Metin:
======

Türkiye'nin en iyi haber sitesi
MELİH ALTINOK

Tarık Akan...

Tarık Akan'ın filmleriyle büyüdük. Sinemamızın ilk sırada sayılacak jönlerindendi. Yakışıklıydı, hep "iyileri" canlandırdı. Hababam sınıfındaki Damat Ferit'i, Emel Sayın'a kur yapan o Yakışıklı Necmi'yi izleyip de sevmeyenimiz yoktur mesela.
Özellikle 12 Eylül sürecindeki tavrıyla, rol seçimleriyle bizler Akan'ı hep "solcu" bildik. Akan bu pozisyonunu son dönemlerde rijit bir şekilde Ak Parti karşıtlığına dönüştürmüştü.

======

Listeden Alıntılar:
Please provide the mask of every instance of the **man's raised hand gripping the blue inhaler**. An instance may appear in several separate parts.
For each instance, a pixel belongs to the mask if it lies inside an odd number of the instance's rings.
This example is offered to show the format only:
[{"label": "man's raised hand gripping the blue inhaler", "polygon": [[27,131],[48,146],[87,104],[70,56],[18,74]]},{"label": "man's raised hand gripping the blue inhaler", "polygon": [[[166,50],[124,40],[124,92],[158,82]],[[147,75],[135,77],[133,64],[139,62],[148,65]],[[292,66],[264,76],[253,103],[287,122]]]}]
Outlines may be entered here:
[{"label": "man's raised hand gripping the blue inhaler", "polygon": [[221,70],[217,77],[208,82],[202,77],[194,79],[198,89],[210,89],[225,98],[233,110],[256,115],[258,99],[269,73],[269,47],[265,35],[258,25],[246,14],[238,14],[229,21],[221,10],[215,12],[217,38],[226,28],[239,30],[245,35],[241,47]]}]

======

Alıştırma Yönergesi:
Tarık Akan yazısında "Türkiye'nin en iyi" ile "sevmeyenimiz yoktur mesela." arasındaki bölümü, iki uç da dahil olmak üzere hiçbir şeyini değiştirmeden yazıya geçirin.

Çözüm:
Türkiye'nin en iyi haber sitesi
MELİH ALTINOK

Tarık Akan...

Tarık Akan'ın filmleriyle büyüdük. Sinemamızın ilk sırada sayılacak jönlerindendi. Yakışıklıydı, hep "iyileri" canlandırdı. Hababam sınıfındaki Damat Ferit'i, Emel Sayın'a kur yapan o Yakışıklı Necmi'yi izleyip de sevmeyenimiz yoktur mesela.